PASSAGE TO READ>
The CBC – and the U.S. Fish and Wildlife Service – are confirming what scientists have suspected for a long time… that the Eastern cougar subspecies can be taken off the endangered list because they’re all gone:
The last records of Eastern cougars are believed to be in Maine in 1938 and in New Brunswick in 1932.
Biologists say numerous reported sightings in recent years are compelling and have helped sustain the animal’s mystery, but they have yet to find any scientific proof that it exists.
Bob Bancroft, a Nova Scotia-based wildlife biologist, says it may be the time to ditch the idea of the Eastern cougar as a subspecies.
“Basically, the animals that are here now may not have been that subspecies — that they’re moving from the West into Eastern Ontario and Quebec,” said Bancroft, speaking with CBC’s Maritime Noon.
Bancroft said one theory is that the Eastern cougars used to be people’s pets and the ones seen in the region may have escaped their masters. He acknowledged it may be difficult to imagine cougars as pets, but he said there is evidence from the United States and Canada to suggest it may have happened.
Bancroft says based on the number of sightings, the myth of the Eastern cougar may live on and its subspecies can be reinterpreted. He says if the Eastern cougar has died off, then the cougars that people have seen must be a new breed.
“That there’s a reality that people are seeing them makes me think there’s a breeding population,” he said.
So, there might be some kind of cougar out there… but it’s something different.

PROVIDED MATERIAL>
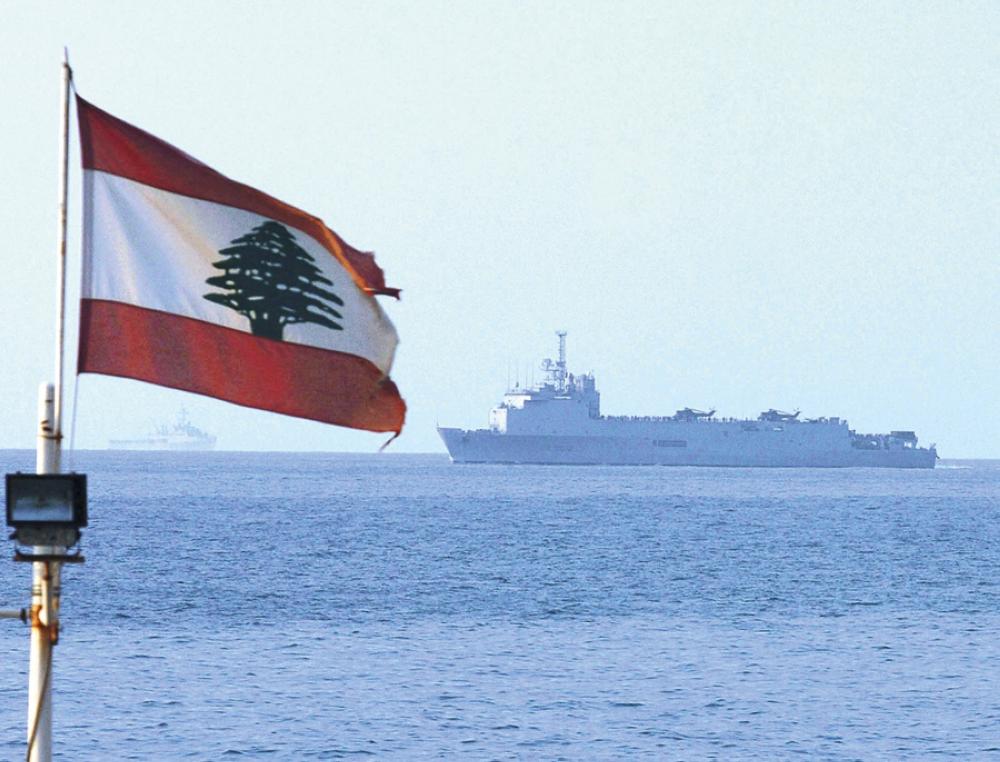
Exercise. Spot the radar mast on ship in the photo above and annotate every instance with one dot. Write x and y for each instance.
(555, 372)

EXERCISE>
Answer these questions from the passage on the Eastern cougar:
1. In what year are the last records of Eastern cougars in Maine believed to be?
2. Where is wildlife biologist Bob Bancroft based?
3. Which CBC show was Bancroft speaking with?
You can set the listing aside.

OUTPUT FOR THIS EXERCISE>
1. 1938
2. Nova Scotia
3. Maritime Noon